*Region annotation entries:*
========================

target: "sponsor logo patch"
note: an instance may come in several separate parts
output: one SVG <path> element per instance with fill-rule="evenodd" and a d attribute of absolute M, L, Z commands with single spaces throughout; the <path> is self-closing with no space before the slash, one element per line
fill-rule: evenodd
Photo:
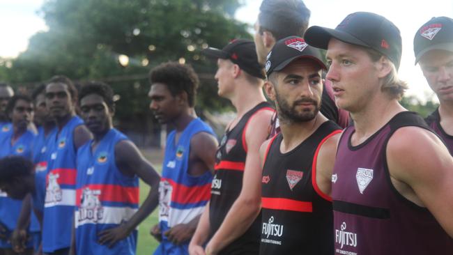
<path fill-rule="evenodd" d="M 441 29 L 442 24 L 431 24 L 420 29 L 420 36 L 429 40 L 432 40 Z"/>
<path fill-rule="evenodd" d="M 360 194 L 363 194 L 363 192 L 368 187 L 369 183 L 373 180 L 373 169 L 358 168 L 355 179 L 357 180 L 357 185 L 359 187 Z"/>
<path fill-rule="evenodd" d="M 304 172 L 302 171 L 286 170 L 286 180 L 288 181 L 288 185 L 291 190 L 293 190 L 294 186 L 302 180 Z"/>
<path fill-rule="evenodd" d="M 299 52 L 302 52 L 308 45 L 305 41 L 302 38 L 293 38 L 290 40 L 286 40 L 285 41 L 285 45 L 289 47 L 291 47 L 294 49 L 297 49 Z"/>

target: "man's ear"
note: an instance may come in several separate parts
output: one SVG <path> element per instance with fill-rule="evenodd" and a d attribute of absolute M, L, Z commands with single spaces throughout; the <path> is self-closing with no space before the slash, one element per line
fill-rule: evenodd
<path fill-rule="evenodd" d="M 275 38 L 272 34 L 272 33 L 265 31 L 263 31 L 263 45 L 266 47 L 266 49 L 269 49 L 270 52 L 272 46 L 275 45 Z"/>
<path fill-rule="evenodd" d="M 376 63 L 376 67 L 378 69 L 378 77 L 380 79 L 386 77 L 393 68 L 390 60 L 383 56 Z"/>
<path fill-rule="evenodd" d="M 268 98 L 272 101 L 275 101 L 275 87 L 274 84 L 268 79 L 266 79 L 264 82 L 264 86 L 263 88 Z"/>

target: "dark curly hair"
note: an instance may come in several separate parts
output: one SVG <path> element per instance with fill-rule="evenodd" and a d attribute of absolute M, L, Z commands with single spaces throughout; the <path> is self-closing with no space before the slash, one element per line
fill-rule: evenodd
<path fill-rule="evenodd" d="M 199 83 L 198 76 L 190 65 L 181 65 L 177 62 L 162 63 L 151 70 L 149 74 L 151 85 L 162 83 L 167 85 L 173 96 L 185 92 L 187 94 L 189 106 L 195 105 L 197 88 Z"/>
<path fill-rule="evenodd" d="M 310 10 L 302 0 L 263 0 L 259 32 L 270 31 L 276 41 L 290 36 L 302 37 L 309 19 Z"/>
<path fill-rule="evenodd" d="M 6 112 L 7 114 L 9 115 L 11 112 L 13 112 L 13 109 L 14 109 L 14 107 L 16 105 L 16 102 L 20 100 L 22 100 L 24 101 L 33 104 L 33 101 L 31 100 L 31 98 L 27 95 L 24 95 L 24 94 L 14 95 L 9 100 L 9 101 L 8 101 L 8 105 L 6 105 L 6 109 L 5 109 L 5 111 Z"/>
<path fill-rule="evenodd" d="M 114 109 L 114 92 L 110 86 L 101 82 L 89 82 L 82 86 L 79 95 L 79 105 L 82 98 L 91 94 L 98 95 L 104 98 L 104 102 L 112 110 Z"/>
<path fill-rule="evenodd" d="M 75 88 L 75 86 L 74 86 L 74 83 L 72 82 L 72 81 L 71 81 L 70 79 L 68 78 L 67 77 L 63 75 L 54 76 L 45 83 L 46 88 L 47 87 L 47 85 L 50 84 L 51 83 L 62 83 L 63 84 L 66 84 L 66 86 L 68 86 L 68 91 L 69 91 L 69 93 L 71 95 L 71 98 L 72 99 L 77 98 L 77 88 Z"/>

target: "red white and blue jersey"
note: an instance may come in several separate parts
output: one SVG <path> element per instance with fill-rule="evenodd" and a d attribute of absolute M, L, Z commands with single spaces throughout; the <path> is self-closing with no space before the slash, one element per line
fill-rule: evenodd
<path fill-rule="evenodd" d="M 197 177 L 187 173 L 190 140 L 201 132 L 215 135 L 210 127 L 197 118 L 185 128 L 177 143 L 174 130 L 167 139 L 159 185 L 159 221 L 162 233 L 176 224 L 190 222 L 203 212 L 209 201 L 210 171 Z"/>
<path fill-rule="evenodd" d="M 45 197 L 45 177 L 49 160 L 49 147 L 51 139 L 47 139 L 55 135 L 58 129 L 54 128 L 46 136 L 43 127 L 38 128 L 38 135 L 33 146 L 33 163 L 35 164 L 35 192 L 32 194 L 33 206 L 43 212 Z"/>
<path fill-rule="evenodd" d="M 49 137 L 46 194 L 43 222 L 43 251 L 53 252 L 70 245 L 75 206 L 76 150 L 74 130 L 82 125 L 78 116 Z"/>
<path fill-rule="evenodd" d="M 0 131 L 0 144 L 1 145 L 0 146 L 0 158 L 14 155 L 31 160 L 33 141 L 36 134 L 26 130 L 15 141 L 14 144 L 11 144 L 13 131 L 10 125 L 9 125 L 10 128 L 4 128 L 7 126 L 3 125 L 3 128 Z M 8 197 L 6 193 L 0 192 L 0 223 L 8 229 L 7 231 L 10 233 L 16 228 L 22 206 L 22 200 L 13 199 Z M 30 228 L 33 231 L 39 231 L 38 220 L 34 214 L 33 215 Z M 27 245 L 27 247 L 32 247 L 31 243 Z M 10 247 L 11 245 L 9 242 L 0 239 L 0 248 Z"/>
<path fill-rule="evenodd" d="M 123 174 L 115 146 L 128 137 L 111 129 L 94 151 L 93 140 L 77 151 L 75 249 L 77 254 L 135 254 L 137 231 L 112 248 L 98 242 L 99 233 L 128 221 L 139 208 L 139 178 Z"/>

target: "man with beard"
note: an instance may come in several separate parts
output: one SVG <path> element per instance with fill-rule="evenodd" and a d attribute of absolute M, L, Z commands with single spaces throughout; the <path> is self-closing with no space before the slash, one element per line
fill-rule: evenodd
<path fill-rule="evenodd" d="M 161 124 L 175 130 L 167 138 L 159 185 L 159 224 L 151 234 L 160 241 L 154 254 L 187 254 L 205 206 L 215 161 L 213 130 L 197 117 L 199 79 L 188 65 L 169 62 L 151 70 L 150 108 Z"/>
<path fill-rule="evenodd" d="M 414 53 L 440 103 L 427 122 L 453 155 L 453 20 L 438 17 L 424 24 L 414 37 Z"/>
<path fill-rule="evenodd" d="M 319 112 L 326 67 L 318 49 L 290 36 L 275 44 L 266 69 L 281 132 L 260 149 L 259 254 L 332 254 L 330 181 L 341 131 Z"/>
<path fill-rule="evenodd" d="M 335 29 L 312 26 L 327 49 L 337 105 L 354 121 L 338 143 L 332 176 L 339 254 L 453 254 L 453 157 L 424 121 L 398 102 L 398 28 L 372 13 Z"/>
<path fill-rule="evenodd" d="M 6 83 L 0 82 L 0 131 L 8 132 L 11 128 L 10 119 L 6 114 L 6 105 L 13 95 L 13 88 Z M 6 124 L 8 125 L 5 126 Z"/>
<path fill-rule="evenodd" d="M 75 114 L 77 94 L 63 76 L 52 77 L 45 86 L 45 103 L 58 130 L 49 139 L 47 186 L 43 221 L 43 252 L 69 252 L 75 206 L 76 155 L 91 134 Z"/>
<path fill-rule="evenodd" d="M 259 146 L 269 136 L 275 113 L 263 93 L 264 70 L 255 45 L 236 40 L 204 53 L 217 59 L 218 94 L 237 111 L 217 149 L 215 176 L 190 245 L 191 254 L 256 254 L 259 250 Z M 206 249 L 204 244 L 208 241 Z"/>
<path fill-rule="evenodd" d="M 6 105 L 6 114 L 11 120 L 11 130 L 2 132 L 0 134 L 0 157 L 8 155 L 19 155 L 25 158 L 31 159 L 33 141 L 35 134 L 27 129 L 29 124 L 33 121 L 33 104 L 31 99 L 24 95 L 13 96 Z M 10 242 L 10 234 L 16 229 L 17 219 L 22 208 L 22 201 L 16 200 L 17 198 L 9 197 L 5 192 L 1 192 L 0 196 L 0 254 L 16 254 L 33 253 L 33 243 L 28 242 L 24 243 L 25 249 L 20 253 L 13 250 Z M 27 222 L 29 222 L 30 214 L 27 215 Z M 39 226 L 36 218 L 32 217 L 30 229 L 26 231 L 33 230 L 39 231 Z M 31 233 L 34 235 L 34 233 Z"/>
<path fill-rule="evenodd" d="M 254 42 L 259 63 L 264 65 L 266 56 L 275 42 L 287 36 L 302 37 L 308 27 L 310 10 L 302 0 L 263 0 L 254 25 Z M 334 102 L 330 81 L 323 82 L 320 111 L 340 127 L 349 123 L 346 111 L 339 109 Z"/>
<path fill-rule="evenodd" d="M 73 254 L 135 254 L 137 226 L 158 206 L 160 178 L 113 128 L 113 97 L 103 83 L 80 89 L 80 116 L 94 138 L 77 151 Z M 151 187 L 139 207 L 139 178 Z"/>
<path fill-rule="evenodd" d="M 20 252 L 24 247 L 22 244 L 25 243 L 27 238 L 25 231 L 28 219 L 29 219 L 33 204 L 33 212 L 36 215 L 38 220 L 42 224 L 43 212 L 44 210 L 44 197 L 45 196 L 45 176 L 47 167 L 47 144 L 49 137 L 56 131 L 55 121 L 49 114 L 45 105 L 45 84 L 38 86 L 32 93 L 32 98 L 34 104 L 35 114 L 33 122 L 38 127 L 38 134 L 36 135 L 33 144 L 33 163 L 35 165 L 33 189 L 28 187 L 31 190 L 30 192 L 33 197 L 33 201 L 30 196 L 26 196 L 22 201 L 22 208 L 17 219 L 17 226 L 12 234 L 11 244 L 16 252 Z M 26 182 L 22 185 L 26 185 Z M 40 231 L 40 228 L 33 229 L 36 232 Z M 40 249 L 40 235 L 36 235 L 34 240 L 35 250 Z"/>

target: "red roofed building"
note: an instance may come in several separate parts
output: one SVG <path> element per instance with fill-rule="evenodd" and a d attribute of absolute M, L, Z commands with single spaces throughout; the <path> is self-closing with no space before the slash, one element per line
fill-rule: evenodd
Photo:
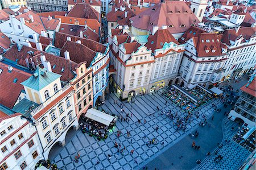
<path fill-rule="evenodd" d="M 200 22 L 183 1 L 165 1 L 130 18 L 134 35 L 154 34 L 162 27 L 175 38 L 180 37 L 191 25 Z"/>
<path fill-rule="evenodd" d="M 200 84 L 208 87 L 221 81 L 228 52 L 226 47 L 221 43 L 221 37 L 213 33 L 201 32 L 187 40 L 180 68 L 181 86 L 192 88 Z"/>
<path fill-rule="evenodd" d="M 255 126 L 256 113 L 256 72 L 253 74 L 247 82 L 240 89 L 242 93 L 230 111 L 229 117 L 235 121 L 242 119 L 249 128 Z"/>

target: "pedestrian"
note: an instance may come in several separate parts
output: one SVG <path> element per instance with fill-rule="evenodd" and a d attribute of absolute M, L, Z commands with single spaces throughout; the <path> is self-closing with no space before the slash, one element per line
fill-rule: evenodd
<path fill-rule="evenodd" d="M 134 152 L 134 150 L 132 150 L 131 151 L 131 154 L 133 155 Z"/>

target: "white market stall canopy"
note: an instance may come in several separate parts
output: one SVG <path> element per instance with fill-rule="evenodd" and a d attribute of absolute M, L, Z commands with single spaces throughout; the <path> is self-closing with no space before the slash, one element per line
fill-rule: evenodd
<path fill-rule="evenodd" d="M 109 126 L 115 118 L 94 109 L 88 109 L 85 117 L 106 126 Z"/>
<path fill-rule="evenodd" d="M 216 87 L 212 88 L 210 89 L 210 90 L 213 92 L 213 93 L 216 94 L 217 95 L 220 95 L 223 93 L 222 90 Z"/>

========================

Reproduce verbatim the lines from the start of the entries through the line that contains "299 52 L 302", inclusive, omitting the picture from your answer.

*Solution to this exercise:*
target: "sponsor logo patch"
note: an instance may come in several separate parts
output: one SVG <path> element per instance with fill-rule="evenodd" and a d attribute of absolute M, L, Z commands with single spaces throughout; the <path> is self-closing with no space before the slash, one element per line
fill-rule: evenodd
Photo:
<path fill-rule="evenodd" d="M 441 29 L 442 24 L 431 24 L 420 29 L 420 36 L 429 40 L 432 40 Z"/>
<path fill-rule="evenodd" d="M 360 194 L 363 194 L 363 192 L 368 187 L 369 183 L 373 180 L 373 169 L 358 168 L 355 179 L 357 180 L 357 185 L 359 187 Z"/>
<path fill-rule="evenodd" d="M 304 172 L 302 171 L 286 170 L 286 180 L 288 181 L 288 185 L 291 190 L 293 190 L 294 186 L 302 180 Z"/>
<path fill-rule="evenodd" d="M 299 52 L 302 52 L 308 45 L 305 41 L 302 38 L 293 38 L 290 40 L 286 40 L 285 41 L 285 45 L 289 47 L 291 47 L 294 49 L 297 49 Z"/>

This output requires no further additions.